| Consigne 1 |
Relevez, dans le texte extrait ci-dessous, toutes les appellations employées pour désigner la loi qui soufflera sa première bougie le 1er juin 2023.

| Texte extrait |
Bientôt un an pour la Loi sur la langue officielle et commune du Québec, le français : rétrospective et aperçu de ce qui reste à venir

Le 1er juin 2023, la Loi sur la langue officielle et commune du Québec, le français (la « Loi sur la langue officielle »), mieux connue sous le nom de loi 96, soufflera sa première bougie. À cette occasion, de nouvelles dispositions prévues à cette loi modifiant la Charte de la langue française (la « Charte ») entreront à leur tour en vigueur et entraîneront pour les employeurs ayant des activités au Québec le respect de nouvelles exigences.

Nous vous proposons donc un bref rappel des principales exigences déjà en vigueur depuis le 1er juin 2022 ainsi qu’un tour d’horizon des modifications qui acquerront à leur tour force de loi prochainement et qui pourront avoir des répercussions sur les employeurs du Québec. Du même coup, nous vous offrons aussi notre perspective sur les principaux enjeux en lien avec la Charte soulevés jusqu’ici par des employeurs québécois.

| Consigne 2 |
Reproduisez à l'identique les lignes des entrées de la collection, de la toute première jusqu'à celle qui contient « pixel 526 270 », celle-ci comprise.

Entrées de la collection:
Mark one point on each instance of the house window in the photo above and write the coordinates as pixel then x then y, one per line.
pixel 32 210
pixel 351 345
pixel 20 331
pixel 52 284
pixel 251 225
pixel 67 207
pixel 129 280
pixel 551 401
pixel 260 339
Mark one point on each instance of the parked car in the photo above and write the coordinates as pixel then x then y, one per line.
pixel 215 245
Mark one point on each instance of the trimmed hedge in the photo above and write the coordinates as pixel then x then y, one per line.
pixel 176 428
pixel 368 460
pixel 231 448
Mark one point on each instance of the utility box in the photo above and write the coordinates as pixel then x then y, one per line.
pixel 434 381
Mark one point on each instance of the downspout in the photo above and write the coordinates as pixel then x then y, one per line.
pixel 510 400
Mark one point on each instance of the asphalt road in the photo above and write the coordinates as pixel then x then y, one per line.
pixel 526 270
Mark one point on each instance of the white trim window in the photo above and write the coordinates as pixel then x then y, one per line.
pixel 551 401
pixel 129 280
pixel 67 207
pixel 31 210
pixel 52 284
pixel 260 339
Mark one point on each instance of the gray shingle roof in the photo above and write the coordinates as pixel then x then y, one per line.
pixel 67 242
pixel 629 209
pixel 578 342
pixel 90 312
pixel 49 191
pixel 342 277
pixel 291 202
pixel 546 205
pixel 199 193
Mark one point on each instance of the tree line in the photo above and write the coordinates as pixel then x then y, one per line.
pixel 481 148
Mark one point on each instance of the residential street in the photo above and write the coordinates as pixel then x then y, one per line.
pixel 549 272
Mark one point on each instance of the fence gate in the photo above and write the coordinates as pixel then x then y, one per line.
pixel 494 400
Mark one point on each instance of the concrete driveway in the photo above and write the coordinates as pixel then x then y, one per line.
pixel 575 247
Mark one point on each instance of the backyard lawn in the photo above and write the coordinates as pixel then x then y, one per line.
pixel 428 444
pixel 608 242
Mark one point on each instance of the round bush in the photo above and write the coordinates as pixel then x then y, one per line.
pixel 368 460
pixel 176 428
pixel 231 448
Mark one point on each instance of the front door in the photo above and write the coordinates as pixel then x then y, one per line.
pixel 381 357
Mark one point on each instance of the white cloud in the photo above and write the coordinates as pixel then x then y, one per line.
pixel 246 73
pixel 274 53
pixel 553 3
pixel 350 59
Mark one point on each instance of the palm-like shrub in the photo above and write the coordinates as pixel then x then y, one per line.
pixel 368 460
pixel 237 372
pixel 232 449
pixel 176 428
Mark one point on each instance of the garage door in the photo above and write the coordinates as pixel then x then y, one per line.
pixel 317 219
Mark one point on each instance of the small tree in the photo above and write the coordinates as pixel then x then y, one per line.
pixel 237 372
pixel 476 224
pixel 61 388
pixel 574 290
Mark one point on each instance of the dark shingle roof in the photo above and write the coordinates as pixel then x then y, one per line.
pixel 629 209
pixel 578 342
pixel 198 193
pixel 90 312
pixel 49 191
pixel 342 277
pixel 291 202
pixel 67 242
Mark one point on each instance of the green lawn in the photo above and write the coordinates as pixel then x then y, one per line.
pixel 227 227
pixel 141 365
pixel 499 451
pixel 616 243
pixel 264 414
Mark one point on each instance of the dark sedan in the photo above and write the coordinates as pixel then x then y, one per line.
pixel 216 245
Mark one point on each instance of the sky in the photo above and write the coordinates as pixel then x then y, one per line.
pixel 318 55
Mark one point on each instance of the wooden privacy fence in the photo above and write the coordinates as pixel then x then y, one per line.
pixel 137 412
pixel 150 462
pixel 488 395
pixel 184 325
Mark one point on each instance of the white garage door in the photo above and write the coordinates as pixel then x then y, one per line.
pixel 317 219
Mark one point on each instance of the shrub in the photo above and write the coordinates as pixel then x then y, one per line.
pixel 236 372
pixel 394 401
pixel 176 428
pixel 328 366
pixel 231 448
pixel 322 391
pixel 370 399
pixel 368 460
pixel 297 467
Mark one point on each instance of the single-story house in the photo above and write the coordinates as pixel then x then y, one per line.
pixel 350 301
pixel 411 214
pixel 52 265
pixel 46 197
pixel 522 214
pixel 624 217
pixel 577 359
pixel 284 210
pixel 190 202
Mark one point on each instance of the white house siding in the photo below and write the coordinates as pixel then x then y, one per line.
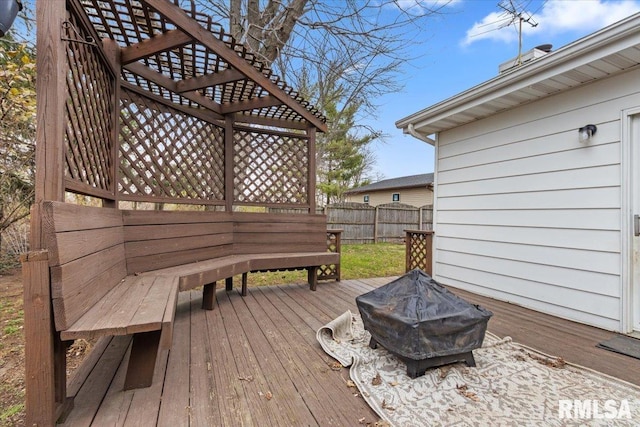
pixel 417 197
pixel 527 213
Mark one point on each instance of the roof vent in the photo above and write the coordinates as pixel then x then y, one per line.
pixel 535 53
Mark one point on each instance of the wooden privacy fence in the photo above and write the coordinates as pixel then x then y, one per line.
pixel 383 223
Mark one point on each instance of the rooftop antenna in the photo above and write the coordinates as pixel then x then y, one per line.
pixel 511 9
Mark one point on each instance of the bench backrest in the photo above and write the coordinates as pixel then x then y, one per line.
pixel 86 256
pixel 271 233
pixel 159 239
pixel 92 249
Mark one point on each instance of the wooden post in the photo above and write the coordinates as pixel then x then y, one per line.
pixel 228 162
pixel 51 90
pixel 39 340
pixel 311 181
pixel 112 52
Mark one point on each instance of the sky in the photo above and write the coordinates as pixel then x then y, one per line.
pixel 464 48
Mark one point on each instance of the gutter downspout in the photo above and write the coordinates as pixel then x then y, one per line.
pixel 419 136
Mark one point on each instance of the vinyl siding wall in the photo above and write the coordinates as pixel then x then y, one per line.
pixel 417 197
pixel 527 213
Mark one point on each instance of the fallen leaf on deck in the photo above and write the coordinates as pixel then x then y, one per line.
pixel 377 380
pixel 387 407
pixel 463 390
pixel 335 366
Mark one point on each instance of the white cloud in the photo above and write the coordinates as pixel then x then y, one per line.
pixel 423 6
pixel 556 16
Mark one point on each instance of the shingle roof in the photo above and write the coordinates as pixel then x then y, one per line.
pixel 421 180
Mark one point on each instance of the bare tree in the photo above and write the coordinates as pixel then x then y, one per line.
pixel 342 55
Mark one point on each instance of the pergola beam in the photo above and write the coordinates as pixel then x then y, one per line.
pixel 262 102
pixel 195 83
pixel 180 19
pixel 156 44
pixel 170 84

| Corrigé complet 1 |
- Loi sur la langue officielle et commune du Québec, le français
- Loi sur la langue officielle
- loi 96

| Corrigé complet 2 |
Mark one point on each instance of the house window in the photo above and write the coordinates as pixel then x then y, one per line.
pixel 32 210
pixel 351 345
pixel 20 331
pixel 52 284
pixel 251 225
pixel 67 207
pixel 129 280
pixel 551 401
pixel 260 339
Mark one point on each instance of the parked car in the photo above and write the coordinates as pixel then x then y, one per line.
pixel 215 245
Mark one point on each instance of the trimmed hedge in the photo above and write the coordinates as pixel then x then y, one per line.
pixel 176 428
pixel 368 460
pixel 231 448
Mark one point on each instance of the utility box in the photo above and write the coordinates as pixel then x then y, one per line.
pixel 434 381
Mark one point on each instance of the downspout in the photo above and write the coordinates as pixel then x then y, one per line.
pixel 510 400
Mark one point on each instance of the asphalt road in the photo above and write the coordinates as pixel then x then y, one per line.
pixel 526 270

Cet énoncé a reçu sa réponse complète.